> [Your objective] Copy out each line in the listing below where the word "pole" appears.

> [Supplied data]
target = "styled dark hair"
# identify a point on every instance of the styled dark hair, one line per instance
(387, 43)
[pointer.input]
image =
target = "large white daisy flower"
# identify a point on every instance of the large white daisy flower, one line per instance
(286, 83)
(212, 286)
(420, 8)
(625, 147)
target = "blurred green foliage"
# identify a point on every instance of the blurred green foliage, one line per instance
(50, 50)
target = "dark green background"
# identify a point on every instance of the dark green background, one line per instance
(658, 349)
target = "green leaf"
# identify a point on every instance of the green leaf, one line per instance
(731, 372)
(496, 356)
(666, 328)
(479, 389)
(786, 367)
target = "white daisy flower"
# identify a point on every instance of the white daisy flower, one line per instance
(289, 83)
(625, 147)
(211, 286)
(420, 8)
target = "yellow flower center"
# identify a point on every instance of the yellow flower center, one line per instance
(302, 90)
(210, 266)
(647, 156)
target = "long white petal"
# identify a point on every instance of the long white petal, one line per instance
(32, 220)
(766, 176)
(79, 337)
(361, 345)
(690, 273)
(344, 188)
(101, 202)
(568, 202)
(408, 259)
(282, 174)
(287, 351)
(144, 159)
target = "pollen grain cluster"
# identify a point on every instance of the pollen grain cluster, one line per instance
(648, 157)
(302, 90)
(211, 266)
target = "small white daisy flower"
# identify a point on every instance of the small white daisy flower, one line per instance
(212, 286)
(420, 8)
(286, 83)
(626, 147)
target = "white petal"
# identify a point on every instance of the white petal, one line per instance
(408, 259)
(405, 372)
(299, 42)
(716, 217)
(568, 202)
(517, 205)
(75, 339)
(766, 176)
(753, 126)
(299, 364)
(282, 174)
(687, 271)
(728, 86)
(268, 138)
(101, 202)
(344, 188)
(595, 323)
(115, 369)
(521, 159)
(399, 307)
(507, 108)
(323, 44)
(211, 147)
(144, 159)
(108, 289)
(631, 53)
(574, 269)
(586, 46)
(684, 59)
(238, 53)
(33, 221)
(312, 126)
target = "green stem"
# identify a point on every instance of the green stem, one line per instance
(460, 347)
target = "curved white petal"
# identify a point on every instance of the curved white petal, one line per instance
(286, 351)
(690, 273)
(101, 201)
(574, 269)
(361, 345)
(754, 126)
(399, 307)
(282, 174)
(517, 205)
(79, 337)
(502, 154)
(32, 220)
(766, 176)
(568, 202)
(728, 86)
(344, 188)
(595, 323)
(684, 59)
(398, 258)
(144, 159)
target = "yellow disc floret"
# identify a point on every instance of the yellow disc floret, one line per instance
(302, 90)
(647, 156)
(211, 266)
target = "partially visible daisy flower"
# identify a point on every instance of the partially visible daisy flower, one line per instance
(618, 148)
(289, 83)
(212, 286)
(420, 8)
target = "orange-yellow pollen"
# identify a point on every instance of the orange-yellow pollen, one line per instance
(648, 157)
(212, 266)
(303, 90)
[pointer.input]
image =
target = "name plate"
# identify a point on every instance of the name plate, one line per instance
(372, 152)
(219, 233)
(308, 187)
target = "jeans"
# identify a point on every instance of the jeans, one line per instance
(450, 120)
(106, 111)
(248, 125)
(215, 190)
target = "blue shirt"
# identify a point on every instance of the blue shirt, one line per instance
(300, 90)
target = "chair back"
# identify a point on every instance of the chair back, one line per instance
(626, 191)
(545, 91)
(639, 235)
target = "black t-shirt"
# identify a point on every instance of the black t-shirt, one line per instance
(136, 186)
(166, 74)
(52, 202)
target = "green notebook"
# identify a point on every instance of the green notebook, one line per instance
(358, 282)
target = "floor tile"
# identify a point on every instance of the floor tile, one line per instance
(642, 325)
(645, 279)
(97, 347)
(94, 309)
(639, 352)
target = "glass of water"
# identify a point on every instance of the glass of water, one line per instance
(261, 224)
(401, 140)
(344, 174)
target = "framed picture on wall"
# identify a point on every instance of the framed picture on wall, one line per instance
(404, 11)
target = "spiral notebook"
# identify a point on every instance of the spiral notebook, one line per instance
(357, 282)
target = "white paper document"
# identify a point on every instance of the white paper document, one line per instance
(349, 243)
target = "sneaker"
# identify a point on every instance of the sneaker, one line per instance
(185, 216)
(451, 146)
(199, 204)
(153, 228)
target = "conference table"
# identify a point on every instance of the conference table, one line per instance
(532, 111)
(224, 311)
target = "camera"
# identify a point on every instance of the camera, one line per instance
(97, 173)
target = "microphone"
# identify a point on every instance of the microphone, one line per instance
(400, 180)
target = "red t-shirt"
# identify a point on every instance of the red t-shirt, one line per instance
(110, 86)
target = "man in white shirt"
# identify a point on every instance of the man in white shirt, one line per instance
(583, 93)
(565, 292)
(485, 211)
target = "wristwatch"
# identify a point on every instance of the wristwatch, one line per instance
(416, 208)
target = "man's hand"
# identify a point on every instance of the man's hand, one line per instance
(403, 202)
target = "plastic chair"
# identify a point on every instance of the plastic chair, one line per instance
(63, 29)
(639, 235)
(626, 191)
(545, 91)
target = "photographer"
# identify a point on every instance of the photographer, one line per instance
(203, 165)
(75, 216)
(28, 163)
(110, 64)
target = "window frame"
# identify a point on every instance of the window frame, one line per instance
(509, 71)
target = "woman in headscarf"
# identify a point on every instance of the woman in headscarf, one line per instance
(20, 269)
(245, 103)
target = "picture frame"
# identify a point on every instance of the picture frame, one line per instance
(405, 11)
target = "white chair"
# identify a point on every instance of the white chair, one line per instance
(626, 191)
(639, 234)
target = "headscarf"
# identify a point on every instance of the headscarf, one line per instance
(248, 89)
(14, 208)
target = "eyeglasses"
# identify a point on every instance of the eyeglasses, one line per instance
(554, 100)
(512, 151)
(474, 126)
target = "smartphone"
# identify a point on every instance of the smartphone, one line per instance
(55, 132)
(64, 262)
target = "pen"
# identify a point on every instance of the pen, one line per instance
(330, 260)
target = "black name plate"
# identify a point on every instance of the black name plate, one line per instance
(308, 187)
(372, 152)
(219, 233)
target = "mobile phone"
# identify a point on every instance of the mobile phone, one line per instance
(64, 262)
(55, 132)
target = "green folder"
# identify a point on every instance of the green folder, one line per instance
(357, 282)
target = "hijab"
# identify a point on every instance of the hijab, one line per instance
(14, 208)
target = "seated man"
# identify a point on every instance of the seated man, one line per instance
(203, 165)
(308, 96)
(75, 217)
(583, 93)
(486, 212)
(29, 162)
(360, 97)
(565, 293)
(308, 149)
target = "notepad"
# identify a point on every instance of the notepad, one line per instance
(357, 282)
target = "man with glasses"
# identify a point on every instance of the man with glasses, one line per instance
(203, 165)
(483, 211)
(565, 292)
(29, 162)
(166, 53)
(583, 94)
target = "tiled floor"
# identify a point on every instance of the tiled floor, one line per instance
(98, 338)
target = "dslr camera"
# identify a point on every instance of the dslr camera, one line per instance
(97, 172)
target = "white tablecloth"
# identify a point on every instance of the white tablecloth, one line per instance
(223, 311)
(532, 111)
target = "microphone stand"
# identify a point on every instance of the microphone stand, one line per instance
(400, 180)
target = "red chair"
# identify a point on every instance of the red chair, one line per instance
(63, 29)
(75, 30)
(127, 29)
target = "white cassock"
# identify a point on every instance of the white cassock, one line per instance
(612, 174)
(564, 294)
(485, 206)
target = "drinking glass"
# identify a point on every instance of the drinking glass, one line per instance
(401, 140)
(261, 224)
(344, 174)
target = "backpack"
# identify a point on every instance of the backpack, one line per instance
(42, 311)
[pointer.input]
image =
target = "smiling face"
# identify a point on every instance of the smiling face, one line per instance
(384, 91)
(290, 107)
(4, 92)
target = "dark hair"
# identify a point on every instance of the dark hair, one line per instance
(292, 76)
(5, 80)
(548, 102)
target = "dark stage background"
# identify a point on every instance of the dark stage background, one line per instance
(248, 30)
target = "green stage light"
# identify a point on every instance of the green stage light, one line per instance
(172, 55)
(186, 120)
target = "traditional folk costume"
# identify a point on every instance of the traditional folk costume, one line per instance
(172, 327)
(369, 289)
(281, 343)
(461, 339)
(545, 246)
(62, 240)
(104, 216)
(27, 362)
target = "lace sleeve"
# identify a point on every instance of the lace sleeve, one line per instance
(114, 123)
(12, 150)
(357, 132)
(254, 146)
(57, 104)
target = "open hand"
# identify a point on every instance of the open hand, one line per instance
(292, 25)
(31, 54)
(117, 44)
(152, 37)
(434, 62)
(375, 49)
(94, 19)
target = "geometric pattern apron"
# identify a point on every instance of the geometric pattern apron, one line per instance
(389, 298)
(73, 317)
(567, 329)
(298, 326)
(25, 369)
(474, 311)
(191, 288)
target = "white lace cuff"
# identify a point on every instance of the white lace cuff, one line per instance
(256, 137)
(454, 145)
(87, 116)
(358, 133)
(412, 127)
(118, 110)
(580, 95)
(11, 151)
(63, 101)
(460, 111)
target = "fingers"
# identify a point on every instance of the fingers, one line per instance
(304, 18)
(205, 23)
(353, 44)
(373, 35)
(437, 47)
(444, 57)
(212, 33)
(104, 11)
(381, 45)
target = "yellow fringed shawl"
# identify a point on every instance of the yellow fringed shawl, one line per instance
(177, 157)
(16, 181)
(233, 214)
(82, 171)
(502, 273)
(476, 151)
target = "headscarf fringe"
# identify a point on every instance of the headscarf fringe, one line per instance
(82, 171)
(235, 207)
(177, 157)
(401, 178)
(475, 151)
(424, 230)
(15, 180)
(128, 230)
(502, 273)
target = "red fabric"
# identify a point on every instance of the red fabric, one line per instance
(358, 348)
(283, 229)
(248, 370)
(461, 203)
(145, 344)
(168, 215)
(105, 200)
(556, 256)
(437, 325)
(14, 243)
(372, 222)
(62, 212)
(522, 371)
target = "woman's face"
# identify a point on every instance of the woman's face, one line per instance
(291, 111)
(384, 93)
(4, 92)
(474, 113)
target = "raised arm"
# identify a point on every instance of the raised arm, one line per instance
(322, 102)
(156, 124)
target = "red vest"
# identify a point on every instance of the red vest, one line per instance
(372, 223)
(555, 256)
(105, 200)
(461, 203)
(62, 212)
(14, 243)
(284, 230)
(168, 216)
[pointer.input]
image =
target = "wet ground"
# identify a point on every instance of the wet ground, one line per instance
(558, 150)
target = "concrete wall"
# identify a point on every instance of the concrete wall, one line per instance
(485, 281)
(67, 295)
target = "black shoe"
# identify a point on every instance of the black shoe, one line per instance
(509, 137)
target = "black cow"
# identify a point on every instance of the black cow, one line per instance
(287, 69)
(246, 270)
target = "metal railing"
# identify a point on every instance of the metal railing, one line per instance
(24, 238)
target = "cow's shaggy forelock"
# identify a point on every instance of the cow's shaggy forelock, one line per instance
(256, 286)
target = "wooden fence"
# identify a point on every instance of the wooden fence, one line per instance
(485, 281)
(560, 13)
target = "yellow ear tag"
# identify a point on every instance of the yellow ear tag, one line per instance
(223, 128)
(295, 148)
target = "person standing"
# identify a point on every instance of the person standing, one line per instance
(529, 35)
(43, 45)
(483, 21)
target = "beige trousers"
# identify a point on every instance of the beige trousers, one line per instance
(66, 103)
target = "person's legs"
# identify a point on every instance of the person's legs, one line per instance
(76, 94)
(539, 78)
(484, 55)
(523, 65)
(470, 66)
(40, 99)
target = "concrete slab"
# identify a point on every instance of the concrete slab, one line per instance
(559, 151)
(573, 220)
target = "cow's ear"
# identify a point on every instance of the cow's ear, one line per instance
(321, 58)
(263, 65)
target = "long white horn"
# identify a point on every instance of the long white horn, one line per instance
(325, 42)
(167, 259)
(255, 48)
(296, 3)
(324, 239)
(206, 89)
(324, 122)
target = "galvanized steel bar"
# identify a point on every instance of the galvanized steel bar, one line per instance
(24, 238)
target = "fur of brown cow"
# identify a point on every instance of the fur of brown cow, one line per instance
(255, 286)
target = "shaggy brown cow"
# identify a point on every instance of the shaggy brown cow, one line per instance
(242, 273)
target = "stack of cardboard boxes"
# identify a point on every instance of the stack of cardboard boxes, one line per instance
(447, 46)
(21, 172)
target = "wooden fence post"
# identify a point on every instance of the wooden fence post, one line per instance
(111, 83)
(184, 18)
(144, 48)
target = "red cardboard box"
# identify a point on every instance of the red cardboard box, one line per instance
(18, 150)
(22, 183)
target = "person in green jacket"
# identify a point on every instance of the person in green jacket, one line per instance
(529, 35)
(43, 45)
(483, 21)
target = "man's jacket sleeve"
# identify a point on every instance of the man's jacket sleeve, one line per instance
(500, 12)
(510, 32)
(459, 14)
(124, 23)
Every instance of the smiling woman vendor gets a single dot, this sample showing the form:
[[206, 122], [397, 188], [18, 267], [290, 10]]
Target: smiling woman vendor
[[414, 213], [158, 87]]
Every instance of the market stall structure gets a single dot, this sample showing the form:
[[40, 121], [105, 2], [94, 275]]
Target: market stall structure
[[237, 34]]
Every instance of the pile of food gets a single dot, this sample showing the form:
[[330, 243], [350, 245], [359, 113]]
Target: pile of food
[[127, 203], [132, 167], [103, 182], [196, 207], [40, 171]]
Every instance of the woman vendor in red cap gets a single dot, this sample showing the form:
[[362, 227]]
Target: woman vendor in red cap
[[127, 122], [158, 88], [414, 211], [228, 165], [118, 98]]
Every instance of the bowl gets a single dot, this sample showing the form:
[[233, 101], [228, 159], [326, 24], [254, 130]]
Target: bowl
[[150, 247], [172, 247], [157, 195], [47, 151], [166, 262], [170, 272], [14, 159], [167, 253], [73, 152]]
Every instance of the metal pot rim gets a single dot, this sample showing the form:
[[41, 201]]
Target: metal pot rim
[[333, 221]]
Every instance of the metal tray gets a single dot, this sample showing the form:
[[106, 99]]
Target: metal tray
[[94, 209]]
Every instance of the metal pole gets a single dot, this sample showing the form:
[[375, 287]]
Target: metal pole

> [Reply]
Every instance of the metal pole gets a single dot, this sample showing the form:
Target: metal pole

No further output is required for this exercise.